Top of DATA FOR THIS EXERCISE

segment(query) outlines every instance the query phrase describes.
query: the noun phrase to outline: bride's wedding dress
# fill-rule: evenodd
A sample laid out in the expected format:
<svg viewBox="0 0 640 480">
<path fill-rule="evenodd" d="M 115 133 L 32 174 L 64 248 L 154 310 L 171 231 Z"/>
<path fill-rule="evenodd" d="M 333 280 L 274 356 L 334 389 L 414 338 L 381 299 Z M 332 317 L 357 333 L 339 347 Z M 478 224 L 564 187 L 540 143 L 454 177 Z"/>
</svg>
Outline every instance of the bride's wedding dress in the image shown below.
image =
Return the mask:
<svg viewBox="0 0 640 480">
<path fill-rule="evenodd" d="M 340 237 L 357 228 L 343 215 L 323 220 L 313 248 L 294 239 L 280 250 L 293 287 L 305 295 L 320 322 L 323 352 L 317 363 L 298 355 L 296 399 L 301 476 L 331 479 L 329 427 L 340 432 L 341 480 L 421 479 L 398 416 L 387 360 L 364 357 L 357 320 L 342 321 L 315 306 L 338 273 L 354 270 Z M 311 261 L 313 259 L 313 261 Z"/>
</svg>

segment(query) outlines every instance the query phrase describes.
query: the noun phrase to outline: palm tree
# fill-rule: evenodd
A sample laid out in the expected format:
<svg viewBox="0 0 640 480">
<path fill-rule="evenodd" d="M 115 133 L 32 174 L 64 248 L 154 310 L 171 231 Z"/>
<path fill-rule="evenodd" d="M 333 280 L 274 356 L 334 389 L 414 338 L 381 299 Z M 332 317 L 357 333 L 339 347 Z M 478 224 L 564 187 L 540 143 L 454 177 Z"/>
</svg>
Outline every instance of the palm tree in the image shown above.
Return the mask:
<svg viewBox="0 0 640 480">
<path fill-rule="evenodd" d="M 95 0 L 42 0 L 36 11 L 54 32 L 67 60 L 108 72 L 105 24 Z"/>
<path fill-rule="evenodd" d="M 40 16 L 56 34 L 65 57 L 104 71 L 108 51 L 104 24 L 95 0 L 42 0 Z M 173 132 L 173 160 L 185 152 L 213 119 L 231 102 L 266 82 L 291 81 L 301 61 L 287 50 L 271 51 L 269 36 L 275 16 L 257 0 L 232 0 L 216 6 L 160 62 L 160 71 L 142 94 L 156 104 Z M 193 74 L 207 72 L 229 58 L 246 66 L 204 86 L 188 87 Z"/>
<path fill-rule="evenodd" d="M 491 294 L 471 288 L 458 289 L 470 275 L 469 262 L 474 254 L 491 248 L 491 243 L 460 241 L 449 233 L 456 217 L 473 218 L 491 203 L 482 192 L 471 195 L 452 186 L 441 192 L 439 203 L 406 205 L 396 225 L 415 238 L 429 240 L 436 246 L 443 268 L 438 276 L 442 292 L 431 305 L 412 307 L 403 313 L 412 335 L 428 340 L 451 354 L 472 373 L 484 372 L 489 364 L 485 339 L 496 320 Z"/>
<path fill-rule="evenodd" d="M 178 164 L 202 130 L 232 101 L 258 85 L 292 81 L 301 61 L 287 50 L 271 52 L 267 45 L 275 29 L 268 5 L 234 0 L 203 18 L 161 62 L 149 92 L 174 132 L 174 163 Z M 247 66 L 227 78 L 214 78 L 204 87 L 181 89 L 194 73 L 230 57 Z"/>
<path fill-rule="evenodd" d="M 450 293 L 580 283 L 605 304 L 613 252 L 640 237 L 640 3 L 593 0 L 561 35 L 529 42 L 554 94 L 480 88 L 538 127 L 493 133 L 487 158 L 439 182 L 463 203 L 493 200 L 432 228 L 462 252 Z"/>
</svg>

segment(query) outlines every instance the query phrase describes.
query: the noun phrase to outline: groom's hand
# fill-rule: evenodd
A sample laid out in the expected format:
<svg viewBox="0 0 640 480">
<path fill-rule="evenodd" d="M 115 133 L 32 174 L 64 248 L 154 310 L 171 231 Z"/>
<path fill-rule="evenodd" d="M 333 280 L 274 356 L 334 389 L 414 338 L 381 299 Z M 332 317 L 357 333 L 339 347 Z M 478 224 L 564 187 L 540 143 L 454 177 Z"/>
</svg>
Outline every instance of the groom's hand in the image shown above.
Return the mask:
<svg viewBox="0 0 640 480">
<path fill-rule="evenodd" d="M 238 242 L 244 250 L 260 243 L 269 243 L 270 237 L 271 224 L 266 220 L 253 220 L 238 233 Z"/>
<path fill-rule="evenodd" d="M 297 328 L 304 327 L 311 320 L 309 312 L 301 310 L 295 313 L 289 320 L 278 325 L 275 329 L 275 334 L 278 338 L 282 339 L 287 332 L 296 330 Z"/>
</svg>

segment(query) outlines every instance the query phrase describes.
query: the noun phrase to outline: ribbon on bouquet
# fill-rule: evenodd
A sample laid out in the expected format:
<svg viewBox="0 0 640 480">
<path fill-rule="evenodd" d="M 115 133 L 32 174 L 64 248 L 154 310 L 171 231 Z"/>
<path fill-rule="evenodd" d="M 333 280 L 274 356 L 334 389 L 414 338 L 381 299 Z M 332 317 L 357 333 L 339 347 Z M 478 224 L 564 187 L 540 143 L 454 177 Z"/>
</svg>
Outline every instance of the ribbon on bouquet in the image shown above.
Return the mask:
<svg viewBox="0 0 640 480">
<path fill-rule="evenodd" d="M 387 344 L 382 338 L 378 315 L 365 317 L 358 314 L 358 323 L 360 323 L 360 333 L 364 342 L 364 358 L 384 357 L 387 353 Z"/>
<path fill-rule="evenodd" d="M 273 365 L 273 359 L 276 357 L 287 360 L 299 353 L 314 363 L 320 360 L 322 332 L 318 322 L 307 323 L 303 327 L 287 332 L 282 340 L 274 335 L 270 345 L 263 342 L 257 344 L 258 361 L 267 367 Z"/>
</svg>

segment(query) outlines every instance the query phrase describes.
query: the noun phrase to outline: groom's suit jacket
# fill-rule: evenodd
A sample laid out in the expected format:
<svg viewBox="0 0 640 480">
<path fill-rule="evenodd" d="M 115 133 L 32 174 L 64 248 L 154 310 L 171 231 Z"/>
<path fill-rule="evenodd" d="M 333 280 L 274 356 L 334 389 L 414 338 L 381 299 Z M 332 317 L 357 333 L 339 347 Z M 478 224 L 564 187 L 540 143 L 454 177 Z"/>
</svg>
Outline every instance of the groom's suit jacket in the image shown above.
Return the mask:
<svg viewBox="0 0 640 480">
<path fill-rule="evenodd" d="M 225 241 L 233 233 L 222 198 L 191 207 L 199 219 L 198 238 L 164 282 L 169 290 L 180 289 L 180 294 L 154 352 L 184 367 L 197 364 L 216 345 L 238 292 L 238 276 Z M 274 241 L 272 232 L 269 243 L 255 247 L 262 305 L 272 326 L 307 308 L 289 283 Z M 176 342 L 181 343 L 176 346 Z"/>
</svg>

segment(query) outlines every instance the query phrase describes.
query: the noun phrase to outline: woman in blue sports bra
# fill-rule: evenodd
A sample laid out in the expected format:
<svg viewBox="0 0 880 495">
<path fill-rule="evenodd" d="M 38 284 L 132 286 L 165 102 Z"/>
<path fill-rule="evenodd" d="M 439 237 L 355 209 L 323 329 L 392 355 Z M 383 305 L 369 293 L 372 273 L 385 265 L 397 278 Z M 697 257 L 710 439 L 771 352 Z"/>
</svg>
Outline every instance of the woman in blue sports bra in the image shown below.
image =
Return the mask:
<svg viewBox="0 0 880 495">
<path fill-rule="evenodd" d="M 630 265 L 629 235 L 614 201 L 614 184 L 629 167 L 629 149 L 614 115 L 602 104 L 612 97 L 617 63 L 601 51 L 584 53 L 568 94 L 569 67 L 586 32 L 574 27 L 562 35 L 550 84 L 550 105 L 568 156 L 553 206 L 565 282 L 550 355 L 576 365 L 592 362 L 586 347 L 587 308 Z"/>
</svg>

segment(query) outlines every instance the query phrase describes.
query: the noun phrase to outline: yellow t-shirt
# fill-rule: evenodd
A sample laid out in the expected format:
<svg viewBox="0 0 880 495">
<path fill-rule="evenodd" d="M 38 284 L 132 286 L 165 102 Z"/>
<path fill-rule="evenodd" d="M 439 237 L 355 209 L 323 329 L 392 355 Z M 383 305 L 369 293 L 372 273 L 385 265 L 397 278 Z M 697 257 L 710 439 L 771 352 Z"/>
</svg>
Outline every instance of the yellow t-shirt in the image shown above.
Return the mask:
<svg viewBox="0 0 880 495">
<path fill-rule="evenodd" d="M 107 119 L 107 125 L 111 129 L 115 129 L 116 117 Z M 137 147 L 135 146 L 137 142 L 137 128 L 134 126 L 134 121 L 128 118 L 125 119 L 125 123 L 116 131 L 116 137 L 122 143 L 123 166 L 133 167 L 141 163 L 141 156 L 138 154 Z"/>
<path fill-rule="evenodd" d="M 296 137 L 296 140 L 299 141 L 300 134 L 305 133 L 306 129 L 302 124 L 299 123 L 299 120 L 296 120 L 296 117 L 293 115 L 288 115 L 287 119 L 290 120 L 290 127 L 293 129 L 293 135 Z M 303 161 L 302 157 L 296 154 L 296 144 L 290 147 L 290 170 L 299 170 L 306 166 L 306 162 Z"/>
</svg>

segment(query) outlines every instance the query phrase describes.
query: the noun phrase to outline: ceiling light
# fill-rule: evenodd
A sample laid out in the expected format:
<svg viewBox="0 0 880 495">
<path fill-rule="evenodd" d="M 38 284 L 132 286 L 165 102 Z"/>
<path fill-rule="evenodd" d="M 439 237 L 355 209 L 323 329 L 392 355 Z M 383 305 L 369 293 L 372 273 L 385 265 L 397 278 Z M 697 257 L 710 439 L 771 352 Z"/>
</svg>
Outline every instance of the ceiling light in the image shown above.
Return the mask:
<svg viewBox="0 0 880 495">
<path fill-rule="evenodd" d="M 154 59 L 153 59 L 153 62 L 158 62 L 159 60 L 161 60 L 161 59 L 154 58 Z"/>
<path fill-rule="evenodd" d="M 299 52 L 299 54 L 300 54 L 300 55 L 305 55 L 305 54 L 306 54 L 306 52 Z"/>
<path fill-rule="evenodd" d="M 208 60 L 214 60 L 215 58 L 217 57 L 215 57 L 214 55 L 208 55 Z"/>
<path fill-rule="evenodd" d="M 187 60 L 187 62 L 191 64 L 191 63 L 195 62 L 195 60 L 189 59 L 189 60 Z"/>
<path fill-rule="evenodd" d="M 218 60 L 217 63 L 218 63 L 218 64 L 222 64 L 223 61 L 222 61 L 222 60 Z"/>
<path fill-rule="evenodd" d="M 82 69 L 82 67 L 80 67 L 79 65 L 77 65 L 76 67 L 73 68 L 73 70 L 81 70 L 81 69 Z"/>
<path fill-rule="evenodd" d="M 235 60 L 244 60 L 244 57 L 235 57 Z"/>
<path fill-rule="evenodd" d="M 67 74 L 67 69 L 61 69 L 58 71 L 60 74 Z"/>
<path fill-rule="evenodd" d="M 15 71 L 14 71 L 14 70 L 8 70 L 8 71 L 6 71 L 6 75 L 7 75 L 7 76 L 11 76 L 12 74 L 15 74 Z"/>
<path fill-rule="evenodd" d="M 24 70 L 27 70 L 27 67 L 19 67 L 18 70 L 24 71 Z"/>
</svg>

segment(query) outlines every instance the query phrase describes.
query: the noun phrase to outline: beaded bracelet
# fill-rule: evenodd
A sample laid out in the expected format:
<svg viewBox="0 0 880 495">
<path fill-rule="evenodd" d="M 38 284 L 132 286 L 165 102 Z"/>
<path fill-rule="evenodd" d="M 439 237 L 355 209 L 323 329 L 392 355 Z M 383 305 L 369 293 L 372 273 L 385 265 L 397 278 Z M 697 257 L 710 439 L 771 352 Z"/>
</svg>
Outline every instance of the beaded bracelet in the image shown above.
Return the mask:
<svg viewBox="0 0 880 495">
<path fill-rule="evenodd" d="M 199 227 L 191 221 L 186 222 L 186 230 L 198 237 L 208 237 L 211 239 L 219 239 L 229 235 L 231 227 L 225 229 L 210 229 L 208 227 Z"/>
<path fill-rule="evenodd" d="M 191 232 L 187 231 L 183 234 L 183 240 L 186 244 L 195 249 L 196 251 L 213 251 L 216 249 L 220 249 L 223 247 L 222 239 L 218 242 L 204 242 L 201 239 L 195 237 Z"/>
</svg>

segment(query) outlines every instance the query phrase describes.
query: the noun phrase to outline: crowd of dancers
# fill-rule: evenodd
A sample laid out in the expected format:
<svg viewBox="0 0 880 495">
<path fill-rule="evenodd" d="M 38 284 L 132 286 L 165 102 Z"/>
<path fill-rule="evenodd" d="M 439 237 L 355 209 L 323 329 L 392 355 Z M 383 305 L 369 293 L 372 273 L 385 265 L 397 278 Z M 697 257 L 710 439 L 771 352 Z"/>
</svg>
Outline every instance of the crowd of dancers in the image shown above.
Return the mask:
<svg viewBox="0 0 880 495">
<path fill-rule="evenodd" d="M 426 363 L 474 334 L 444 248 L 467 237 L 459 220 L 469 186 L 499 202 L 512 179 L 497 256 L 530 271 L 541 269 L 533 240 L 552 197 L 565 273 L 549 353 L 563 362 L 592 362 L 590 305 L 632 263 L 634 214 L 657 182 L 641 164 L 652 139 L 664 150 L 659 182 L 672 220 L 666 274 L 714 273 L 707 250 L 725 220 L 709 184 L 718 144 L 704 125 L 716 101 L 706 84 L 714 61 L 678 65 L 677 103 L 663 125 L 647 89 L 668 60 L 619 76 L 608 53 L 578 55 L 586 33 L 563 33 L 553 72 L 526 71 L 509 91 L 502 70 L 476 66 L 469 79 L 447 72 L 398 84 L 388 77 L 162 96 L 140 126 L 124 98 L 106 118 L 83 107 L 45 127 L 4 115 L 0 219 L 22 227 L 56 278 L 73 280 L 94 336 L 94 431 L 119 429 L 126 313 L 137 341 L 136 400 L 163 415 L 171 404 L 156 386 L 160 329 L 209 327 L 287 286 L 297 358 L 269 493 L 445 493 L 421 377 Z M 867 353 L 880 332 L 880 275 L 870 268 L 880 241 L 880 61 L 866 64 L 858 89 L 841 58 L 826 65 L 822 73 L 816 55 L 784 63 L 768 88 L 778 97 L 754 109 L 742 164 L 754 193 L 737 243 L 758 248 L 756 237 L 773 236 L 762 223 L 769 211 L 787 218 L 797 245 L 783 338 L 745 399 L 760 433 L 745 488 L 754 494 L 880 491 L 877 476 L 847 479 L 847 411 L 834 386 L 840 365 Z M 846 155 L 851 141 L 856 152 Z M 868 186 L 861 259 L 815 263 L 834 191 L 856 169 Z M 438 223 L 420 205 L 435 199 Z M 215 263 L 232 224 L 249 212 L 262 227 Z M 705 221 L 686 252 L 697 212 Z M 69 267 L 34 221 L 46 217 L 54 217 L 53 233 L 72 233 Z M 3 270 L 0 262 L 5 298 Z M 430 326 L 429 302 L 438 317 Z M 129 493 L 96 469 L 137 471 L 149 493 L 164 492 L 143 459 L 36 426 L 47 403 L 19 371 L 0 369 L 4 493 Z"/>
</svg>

Bottom of DATA FOR THIS EXERCISE

**EXERCISE:**
How many lines of the listing above carry the string "ceiling"? Report that number with no other text.

**EXERCISE OUTPUT:**
2